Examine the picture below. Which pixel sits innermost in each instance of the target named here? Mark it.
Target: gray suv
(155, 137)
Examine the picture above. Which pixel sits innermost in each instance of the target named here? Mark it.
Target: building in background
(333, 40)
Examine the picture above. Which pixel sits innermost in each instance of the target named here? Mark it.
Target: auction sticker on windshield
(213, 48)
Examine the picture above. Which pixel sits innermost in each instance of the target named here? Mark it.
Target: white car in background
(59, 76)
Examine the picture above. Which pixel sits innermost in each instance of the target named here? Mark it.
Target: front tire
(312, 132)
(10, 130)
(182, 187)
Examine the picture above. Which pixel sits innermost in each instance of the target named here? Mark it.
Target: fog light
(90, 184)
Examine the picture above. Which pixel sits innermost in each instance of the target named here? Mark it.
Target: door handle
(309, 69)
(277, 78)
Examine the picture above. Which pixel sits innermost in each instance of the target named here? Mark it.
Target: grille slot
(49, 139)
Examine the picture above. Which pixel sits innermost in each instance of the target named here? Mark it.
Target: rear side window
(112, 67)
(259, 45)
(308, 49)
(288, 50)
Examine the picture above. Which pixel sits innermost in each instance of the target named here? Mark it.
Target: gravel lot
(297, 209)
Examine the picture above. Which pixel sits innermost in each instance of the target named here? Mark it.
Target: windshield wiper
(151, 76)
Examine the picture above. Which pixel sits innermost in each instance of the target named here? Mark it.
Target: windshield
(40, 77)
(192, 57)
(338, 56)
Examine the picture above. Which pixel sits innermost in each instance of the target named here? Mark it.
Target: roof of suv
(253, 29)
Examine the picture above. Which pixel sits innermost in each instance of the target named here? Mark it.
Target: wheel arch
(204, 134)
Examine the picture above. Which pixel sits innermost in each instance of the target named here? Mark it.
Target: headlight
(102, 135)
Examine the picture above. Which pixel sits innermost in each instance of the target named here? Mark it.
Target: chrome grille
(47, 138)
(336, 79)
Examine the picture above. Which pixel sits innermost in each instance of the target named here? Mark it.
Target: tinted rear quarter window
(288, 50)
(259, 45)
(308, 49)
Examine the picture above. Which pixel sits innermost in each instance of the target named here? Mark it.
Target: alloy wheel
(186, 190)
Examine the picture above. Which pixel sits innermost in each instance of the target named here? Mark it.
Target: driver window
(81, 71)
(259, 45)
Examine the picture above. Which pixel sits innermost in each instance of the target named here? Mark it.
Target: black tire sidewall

__________

§ **Task requirements**:
Go through the listing above and reproduce all of it exactly.

§ **Written answer**:
Examine the picture below. Which pixel sits innermost in each instance of the target named here? Mark it.
Target: gray suv
(155, 137)
Examine the picture above. Which pixel sits innermost in each instance of the target named here? Mark it.
Target: building in background
(333, 40)
Examine the picture above. Which pixel sits innermost in each instance of the target named here? Mark it.
Target: auction sticker on windshield
(213, 48)
Examine the picture above. Which pixel sits innermost in each instance of the target named here? Mark it.
Target: white car in background
(59, 76)
Examine the picture above. Which pixel sits innermost in each instance of the target named here? Mark it.
Target: front tire
(312, 132)
(10, 130)
(182, 187)
Examine the picture above. Which pixel sits innermost in each instance of the target named here? Mark it.
Target: fog light
(90, 184)
Examine the picture above. Which pixel sits innermost in each instance of the target named here? Mark it.
Target: door handle
(309, 69)
(277, 78)
Examine the picture above. Which pixel sits innermost in each instance of the target named here? Mark it.
Target: grille slot
(49, 139)
Examine the picture above. Which pixel sits innermost in each instance of the target named here? Mark it.
Target: rear side window
(112, 67)
(259, 45)
(308, 49)
(288, 50)
Examine the picture above. Which pixel sits innermost in each instance of the target named here? Mark it.
Target: gravel lot
(297, 209)
Examine the picture above. Which pixel sits innermost in each instance of the target named here? Mark it.
Target: windshield wiper
(151, 76)
Examine the picture above. Which pixel sits innermost in each instance of the target named here? Mark it.
Target: windshield
(40, 77)
(192, 57)
(338, 56)
Examine the picture above. Which pixel sits innermost in each instance of the target named here? Mark it.
Target: roof of suv
(253, 29)
Examine the picture above. Which pixel sits innermost in each instance of the target named here? Mark it.
Target: wheel arch
(204, 134)
Examine the picture above. Which pixel sits innermost in each instance of the target named here? Mark it.
Target: headlight
(102, 135)
Examine the picture above. Which pixel sits innermost in each instance of the target named here? Mark it.
Target: chrome grille
(47, 138)
(336, 79)
Examine the picture above. Which pixel sits innermost in each instance of the target named here? Mark it.
Target: tinted rear quarter window
(288, 50)
(259, 45)
(308, 49)
Examine the picture above. Which pixel sits innermost in each instance of the target named here? Mark it.
Target: alloy wheel
(186, 190)
Examine the picture above. Which pixel sits innermost in each instance of the target named here? Mark it.
Target: driver window
(81, 71)
(259, 45)
Examine the picture above. Which pixel sits innermost in each instance of the target named here? Mark it.
Target: black tire sidewall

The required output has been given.